## WORK INSTRUCTIONS
Print the complete listing so that it matches the original exactly.
══ TASK INPUTS
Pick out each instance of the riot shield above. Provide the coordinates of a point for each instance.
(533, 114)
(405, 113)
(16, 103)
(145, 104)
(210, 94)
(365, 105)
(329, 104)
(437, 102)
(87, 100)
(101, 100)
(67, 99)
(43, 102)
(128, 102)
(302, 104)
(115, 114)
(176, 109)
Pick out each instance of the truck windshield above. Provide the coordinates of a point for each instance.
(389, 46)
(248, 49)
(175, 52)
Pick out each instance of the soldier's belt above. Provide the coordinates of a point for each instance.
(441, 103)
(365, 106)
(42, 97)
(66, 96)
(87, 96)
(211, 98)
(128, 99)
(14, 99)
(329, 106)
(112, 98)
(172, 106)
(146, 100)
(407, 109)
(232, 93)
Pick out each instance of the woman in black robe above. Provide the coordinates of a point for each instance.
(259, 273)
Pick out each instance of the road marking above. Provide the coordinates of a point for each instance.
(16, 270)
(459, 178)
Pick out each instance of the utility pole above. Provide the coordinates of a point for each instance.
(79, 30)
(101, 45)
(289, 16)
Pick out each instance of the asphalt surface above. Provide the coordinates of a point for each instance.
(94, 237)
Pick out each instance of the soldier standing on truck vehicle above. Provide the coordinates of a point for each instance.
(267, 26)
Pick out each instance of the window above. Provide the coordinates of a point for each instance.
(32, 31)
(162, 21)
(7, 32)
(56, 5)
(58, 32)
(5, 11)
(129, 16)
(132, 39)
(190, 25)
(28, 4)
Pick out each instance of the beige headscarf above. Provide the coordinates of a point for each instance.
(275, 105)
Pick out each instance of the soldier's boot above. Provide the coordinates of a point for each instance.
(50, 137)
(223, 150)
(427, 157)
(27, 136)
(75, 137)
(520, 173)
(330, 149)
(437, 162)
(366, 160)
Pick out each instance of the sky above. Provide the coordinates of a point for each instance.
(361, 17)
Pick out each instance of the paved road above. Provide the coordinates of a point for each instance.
════
## EXPECTED ANSWER
Pick out each instance of the riot shield above. Provide the coordinates of a point for each instance.
(533, 114)
(405, 113)
(16, 103)
(145, 104)
(210, 94)
(365, 105)
(329, 104)
(437, 102)
(87, 100)
(101, 100)
(67, 99)
(43, 102)
(128, 102)
(302, 104)
(115, 114)
(176, 109)
Pick out each instance of the truck windshield above. Provide the coordinates of a point for each instance.
(389, 46)
(248, 49)
(175, 52)
Pick out each instance of the soldier's belt above. Provide the coordinates of a point for each instance.
(441, 103)
(365, 106)
(42, 97)
(66, 96)
(87, 96)
(211, 98)
(128, 99)
(14, 99)
(329, 106)
(112, 98)
(172, 106)
(146, 100)
(407, 109)
(232, 93)
Pick out each instance of the woman in black robe above. Provide the coordinates of a point for each instance.
(259, 273)
Pick out each instance of the road marking above. Provide the coordinates of a point for each instance.
(16, 270)
(459, 178)
Pick out each instance of the utility pole above. Provide the coordinates of a point for each instance.
(79, 30)
(101, 45)
(289, 16)
Pick out each instance of the asphalt surface above. Provide the coordinates of a point for each instance.
(94, 237)
Pick out each instance of the soldier standing on truck vehicle above. Provide the coordinates of a point for each instance.
(267, 26)
Pick out each instance of the window above. Provide the coordinates of a point for each instance.
(32, 31)
(162, 21)
(7, 32)
(56, 5)
(58, 32)
(5, 11)
(129, 16)
(132, 39)
(190, 25)
(28, 4)
Pick out each instance of the beige headscarf above. Provide the coordinates of a point for each instance.
(275, 105)
Pick out each instance of the soldier's boot above. Provide the coordinates of a point for each instance.
(50, 137)
(223, 150)
(427, 157)
(27, 136)
(75, 137)
(520, 173)
(330, 149)
(437, 162)
(366, 160)
Pick out each instance of the sky above. Provide the coordinates of a point for each instance.
(361, 17)
Pick out each instance of the paved road above. Provide the coordinates of a point for each instance.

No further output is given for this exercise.